__Exercise text__:
━━━━━━

Monday, March 19, 2012

Hybrid Or Emergent Form? Vaura posit this musical question

Vaura is a new Brooklyn, New York City-based band that is comprised of members of Dysrythmia, Gorguts, Kayo Dot, Secret Chiefs 3 and Religions To Damn. It features Josh Strawn (guitar/vocals), Kevin Hufnagel (guitar), Charlie Schmid (drums) and Toby Driver (bass). Given the band's avant garde musical pedigree, one might have some sort of idea on how they might sound, but get prepared to have your expectations upended, because on their Wierd Records debut, "Selenelion", they put forward a sound that merges post-punk with shots of metallic heaviness, and a little pop thrown in for good measure. It's infectious and well worth hearing. With the band coming to Lilly's Pad in New Haven on April 1, for a show with post-black metal acolytes Alcest and Connecticut instrumental metal masters De Omega, we sent some e-mail questions to Strawn and here are his answers. We suggest if you like what you read and hear, then check them out, you'll be glad you did.

What was the reason to start the band? Was there any specific goal in mind or was it more get together with friends and jam and see what happens?
I had written some demos that didn’t really fit comfortably into any band I was in at the time. I met Kevin and we discovered that we shared this very specific overlap of interests and he ended up liking my demos. Kevin was friends with Toby and at the time Kayo Dot was about to release the ‘Coyote’ record, which was a pretty dark record where he uses a lot of chorus and reverb and open strings on the bass. It has these slight elements of The Cure or Japan, but it's also completely his own. So we were kind of just all in the right place at the right time, not only geographically, but aesthetically as well. And the overlap also goes relatively deep in a way, to our childhood because before we got into more underground weird stuff, we were all into stuff like Ozzy and Dokken, the heavy hitters of mainstream metal that always kept things pretty moody. I doubt any of them would disagree with me if I said that maybe we've all been carrying around this love for that dark, synthy pop metal for years and somehow Vaura is a way of tapping back into that, but not without incorporating all of the evolutions we've all gone though as artists since then.
Personally I feel a definite affinity with artists like David Bowie in the way they sort of unabashedly get taken with new sounds and styles and just go for it. That’s often derided as inauthentic, but I’d argue that a huge chunk of great music gets made that way. British guys wanting to sound like American bluesmen or David Sylvian taking up with Ryuichi Sakamoto. So I’m the sort of person that one day discovers Blut Aus Nord and goes apeshit and I don’t care how that fits into anyone’s idea of my authenticity, to me it's just a passion for music. In a nutshell, that’s what happened: I was just really captivated by the way, for instance, a band like Portal was using metal instrumentation and technical proficiency to achieve what was to my ears something almost like noise or industrial. But as one who had listened to so much noise and industrial for so many years, that was a really cool new mutation and approach. I started hearing Scott Walker in Attila Csihar’s vocals and things like that. And suddenly the idea of taking the kinds of dark melodic music I’ve always liked and injecting it with much more heavy sounds became exciting. Somebody recently posted online that they had a playlist on and a Vaura song came on after ‘Shutout’ by The Walker Brothers (one of my favorite songs ever) and that the transition was seamless. I thought to myself, “Yes, that’s exactly where I want to be.”

━━━━━━

__Dataset records__:

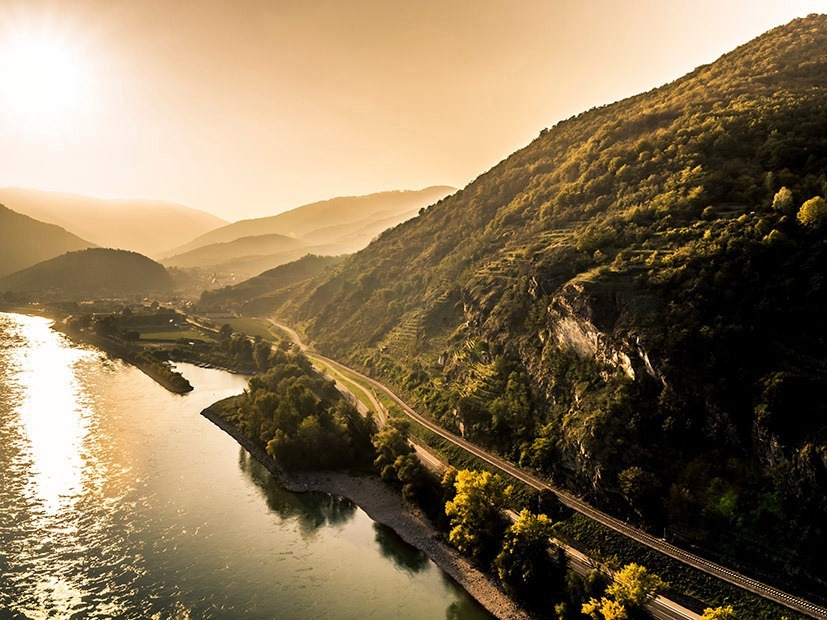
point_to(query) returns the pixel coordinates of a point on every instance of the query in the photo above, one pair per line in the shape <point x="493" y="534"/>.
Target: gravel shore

━━━━━━

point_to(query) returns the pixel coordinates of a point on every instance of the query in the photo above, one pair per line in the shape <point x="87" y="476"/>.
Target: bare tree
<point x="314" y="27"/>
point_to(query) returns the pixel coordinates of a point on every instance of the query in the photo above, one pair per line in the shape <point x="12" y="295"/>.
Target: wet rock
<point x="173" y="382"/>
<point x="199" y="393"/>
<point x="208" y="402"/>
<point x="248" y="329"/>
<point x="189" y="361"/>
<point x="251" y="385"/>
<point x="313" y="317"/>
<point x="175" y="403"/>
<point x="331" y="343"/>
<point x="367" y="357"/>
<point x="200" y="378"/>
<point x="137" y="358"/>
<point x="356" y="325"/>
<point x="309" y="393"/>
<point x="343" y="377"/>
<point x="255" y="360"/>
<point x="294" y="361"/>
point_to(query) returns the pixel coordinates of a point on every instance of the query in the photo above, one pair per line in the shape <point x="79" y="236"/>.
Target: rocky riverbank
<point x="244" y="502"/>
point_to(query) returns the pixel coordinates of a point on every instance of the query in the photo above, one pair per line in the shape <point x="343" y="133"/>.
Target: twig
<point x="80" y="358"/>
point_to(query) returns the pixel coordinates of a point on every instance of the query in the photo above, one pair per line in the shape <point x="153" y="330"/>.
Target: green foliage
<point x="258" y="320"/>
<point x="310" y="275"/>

━━━━━━

__Assignment__: In the Vaura interview, what label put out the band's debut, "Selenelion"?

__Response to the task__: Wierd Records